* _TRY IT_
The data must be returned in full, with no character altered.

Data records

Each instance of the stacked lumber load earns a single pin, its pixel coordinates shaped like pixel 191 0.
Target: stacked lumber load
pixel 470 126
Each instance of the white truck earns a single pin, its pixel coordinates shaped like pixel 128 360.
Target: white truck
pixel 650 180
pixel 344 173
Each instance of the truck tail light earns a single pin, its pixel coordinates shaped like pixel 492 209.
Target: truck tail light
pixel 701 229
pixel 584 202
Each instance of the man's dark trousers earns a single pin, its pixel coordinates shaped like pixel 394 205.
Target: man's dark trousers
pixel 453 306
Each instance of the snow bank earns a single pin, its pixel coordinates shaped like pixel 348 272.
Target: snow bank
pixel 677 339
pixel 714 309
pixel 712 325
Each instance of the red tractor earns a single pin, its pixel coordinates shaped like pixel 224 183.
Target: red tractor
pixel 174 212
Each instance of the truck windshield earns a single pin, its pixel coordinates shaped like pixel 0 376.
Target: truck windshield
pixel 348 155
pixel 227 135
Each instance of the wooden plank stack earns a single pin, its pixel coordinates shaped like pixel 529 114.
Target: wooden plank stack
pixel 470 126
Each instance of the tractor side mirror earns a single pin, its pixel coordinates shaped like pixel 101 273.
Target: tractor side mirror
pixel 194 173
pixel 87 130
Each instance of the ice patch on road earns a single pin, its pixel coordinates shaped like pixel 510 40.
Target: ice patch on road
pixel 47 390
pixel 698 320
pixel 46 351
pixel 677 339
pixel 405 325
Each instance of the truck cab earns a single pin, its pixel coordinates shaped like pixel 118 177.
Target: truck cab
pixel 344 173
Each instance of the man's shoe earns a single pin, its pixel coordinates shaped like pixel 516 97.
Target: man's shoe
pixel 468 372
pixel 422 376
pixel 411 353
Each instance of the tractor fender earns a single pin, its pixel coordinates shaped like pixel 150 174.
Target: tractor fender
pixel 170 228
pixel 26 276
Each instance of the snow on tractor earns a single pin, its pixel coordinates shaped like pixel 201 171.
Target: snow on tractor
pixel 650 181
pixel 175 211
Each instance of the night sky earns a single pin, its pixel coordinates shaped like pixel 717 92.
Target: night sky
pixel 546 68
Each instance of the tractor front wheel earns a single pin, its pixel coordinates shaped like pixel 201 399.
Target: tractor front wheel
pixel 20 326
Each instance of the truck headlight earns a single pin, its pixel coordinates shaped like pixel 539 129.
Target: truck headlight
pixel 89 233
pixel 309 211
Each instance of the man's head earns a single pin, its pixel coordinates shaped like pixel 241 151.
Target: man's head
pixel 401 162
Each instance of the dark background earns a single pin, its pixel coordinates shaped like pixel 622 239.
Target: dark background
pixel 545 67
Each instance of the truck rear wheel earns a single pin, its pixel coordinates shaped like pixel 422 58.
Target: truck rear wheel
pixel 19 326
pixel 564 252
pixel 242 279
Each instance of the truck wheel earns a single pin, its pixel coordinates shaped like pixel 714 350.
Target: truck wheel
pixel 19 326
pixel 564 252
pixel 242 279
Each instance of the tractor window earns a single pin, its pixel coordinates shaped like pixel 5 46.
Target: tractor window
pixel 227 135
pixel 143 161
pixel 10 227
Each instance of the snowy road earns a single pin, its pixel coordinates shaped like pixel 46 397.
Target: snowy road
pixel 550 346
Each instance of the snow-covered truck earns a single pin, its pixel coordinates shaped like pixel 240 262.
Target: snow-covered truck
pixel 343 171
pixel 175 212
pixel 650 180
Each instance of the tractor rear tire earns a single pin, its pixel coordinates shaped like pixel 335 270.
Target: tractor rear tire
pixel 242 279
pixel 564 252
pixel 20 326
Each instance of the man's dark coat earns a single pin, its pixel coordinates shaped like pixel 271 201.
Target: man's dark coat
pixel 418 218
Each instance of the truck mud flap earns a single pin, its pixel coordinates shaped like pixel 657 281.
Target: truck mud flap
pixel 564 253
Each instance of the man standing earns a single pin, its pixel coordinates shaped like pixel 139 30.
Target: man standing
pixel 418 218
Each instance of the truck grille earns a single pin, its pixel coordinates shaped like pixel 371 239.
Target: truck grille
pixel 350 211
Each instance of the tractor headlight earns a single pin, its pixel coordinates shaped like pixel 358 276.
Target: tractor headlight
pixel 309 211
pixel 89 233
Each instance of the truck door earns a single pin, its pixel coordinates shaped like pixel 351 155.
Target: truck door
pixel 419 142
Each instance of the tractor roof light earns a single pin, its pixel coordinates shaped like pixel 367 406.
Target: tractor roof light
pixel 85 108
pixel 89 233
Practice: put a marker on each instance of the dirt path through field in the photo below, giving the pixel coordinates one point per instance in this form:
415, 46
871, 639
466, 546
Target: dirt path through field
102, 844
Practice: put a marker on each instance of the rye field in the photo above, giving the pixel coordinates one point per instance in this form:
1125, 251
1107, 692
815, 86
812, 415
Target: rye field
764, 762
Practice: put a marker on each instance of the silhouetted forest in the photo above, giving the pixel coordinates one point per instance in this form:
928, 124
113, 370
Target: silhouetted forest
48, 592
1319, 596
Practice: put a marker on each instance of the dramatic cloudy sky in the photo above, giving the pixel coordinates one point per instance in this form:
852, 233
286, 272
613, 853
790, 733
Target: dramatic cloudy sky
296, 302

* _OUTPUT_
Each instance of the stacked lumber load earns a single pin, its pixel coordinates shaped like pixel 191 0.
Target: stacked lumber load
pixel 470 126
Each instance of the white truck earns a single pin, its pixel coordinates shaped like pixel 128 360.
Target: white truck
pixel 650 180
pixel 344 173
Each instance of the truck tail light earns a single pin, its pixel coordinates shaped like pixel 492 209.
Target: truck tail light
pixel 701 229
pixel 584 202
Each instance of the man's dark trousers earns a single pin, its pixel coordinates shaped like pixel 394 205.
Target: man's dark trousers
pixel 453 306
Each instance of the snow bank earns a single pin, its pixel coordinates shaped like pixel 348 272.
Target: snow bank
pixel 677 339
pixel 714 309
pixel 712 325
Each instance of the red tractor earns a single pin, its pixel coordinates shaped like pixel 224 183.
Target: red tractor
pixel 174 212
Each instance of the truck windshield earns a single pin, its pixel coordinates shaped like pixel 0 376.
Target: truck windshield
pixel 348 155
pixel 227 135
Each instance of the wooden plank stack earns a single pin, its pixel coordinates shaped like pixel 529 114.
Target: wooden plank stack
pixel 470 126
Each instance of the tractor side mirror earns a single pin, its pixel coordinates shaped like pixel 101 273.
Target: tractor side mirror
pixel 194 173
pixel 87 130
Each instance of the ice patch on road earns a single pin, its pixel coordinates shaped like pixel 510 40.
Target: ice patch on road
pixel 47 390
pixel 698 320
pixel 46 351
pixel 677 339
pixel 405 325
Each instance of the truck cab earns a single pin, its pixel coordinates shaped like pixel 118 177.
Target: truck cab
pixel 344 173
Each instance of the man's shoe earns a single pin, its pixel coordinates shaped like pixel 516 97.
Target: man's shoe
pixel 468 372
pixel 422 376
pixel 411 353
Each instance of the tractor fender earns a single pin, its pixel coordinates shaped like pixel 150 174.
Target: tractor fender
pixel 170 228
pixel 26 276
Each instance of the snow on tractor earns a single pin, its pixel coordinates shaped like pixel 201 171.
Target: snow on tractor
pixel 650 181
pixel 175 211
Each instance of the night sky earns a single pin, its pixel coordinates shaped like pixel 717 92.
Target: night sky
pixel 546 68
Each instance of the tractor front wheel earns a single pin, its pixel coordinates shaped like pixel 201 399.
Target: tractor front wheel
pixel 20 326
Each instance of the truck headlight earns a single pin, its pixel coordinates shaped like pixel 539 129.
Target: truck headlight
pixel 89 233
pixel 309 211
Each instance of the man's head earns a single pin, its pixel coordinates shaped like pixel 241 151.
Target: man's head
pixel 401 162
Each instance of the dark background earns a single pin, its pixel coordinates shaped like pixel 622 239.
Target: dark background
pixel 545 67
Each instance of the truck rear wheel earns a single pin, its pixel coordinates shaped like pixel 422 58.
Target: truck rear wheel
pixel 19 326
pixel 564 252
pixel 242 279
Each instance of the truck wheel earns a single pin, its pixel coordinates shaped like pixel 714 350.
Target: truck wheel
pixel 19 326
pixel 564 252
pixel 242 279
Each instance of the tractor window earns a single pin, its pixel coordinates shaped like pixel 5 46.
Target: tractor window
pixel 227 135
pixel 143 161
pixel 10 227
Each instance of the snowy road earns a single pin, its pixel coordinates shaped like pixel 46 397.
Target: snowy road
pixel 550 346
Each instance of the snow-covered truck earns a single pin, its pixel coordinates shaped like pixel 240 262.
Target: snow-covered truck
pixel 343 171
pixel 175 212
pixel 650 180
Each instance of the tractor rear tire earns a single pin, its pixel coordinates shaped like pixel 335 270.
Target: tractor rear tire
pixel 242 279
pixel 564 252
pixel 20 326
Each instance of the man's dark coat earns a single pin, its pixel coordinates shaped like pixel 271 201.
Target: man's dark coat
pixel 418 218
Each instance of the truck mud flap earns a single pin, its pixel coordinates shaped like pixel 657 281.
Target: truck mud flap
pixel 564 253
Each instance of the man standing earns a single pin, its pixel coordinates shaped like pixel 139 30.
Target: man standing
pixel 418 218
Each instance of the truck grille earns a single pin, its pixel coordinates shaped like pixel 371 239.
Target: truck grille
pixel 350 211
Each instance of the tractor headlight earns a single pin, its pixel coordinates shaped like pixel 358 276.
Target: tractor headlight
pixel 309 211
pixel 89 233
Each instance of the truck door earns a single pin, its pixel coordinates shaped like pixel 351 155.
Target: truck door
pixel 419 142
Each instance of the tractor roof light earns a single pin, its pixel coordinates shaped like pixel 367 406.
Target: tractor roof light
pixel 85 108
pixel 89 233
Practice: put a marker on each instance of the dirt path through field in the photo below, giving the pixel coordinates one point per instance in this form:
415, 46
871, 639
466, 546
Target: dirt path through field
102, 844
Practice: put a marker on each instance of the rye field in the photo above, giving the pixel coordinates one point per instance in this form:
1125, 251
1107, 692
815, 86
812, 415
Target: rye field
764, 762
Practice: put a marker on each instance of the silhouetted forest in the photo above, giving the pixel coordinates one point per instance in this form:
928, 124
113, 370
Target: silhouetted forest
48, 592
1319, 596
Practice: put a marker on each instance of the dramatic cloudy sky in the photo above, giving the pixel coordinates one point per instance in this form:
852, 233
286, 272
613, 853
790, 733
Target: dramatic cloudy sky
296, 302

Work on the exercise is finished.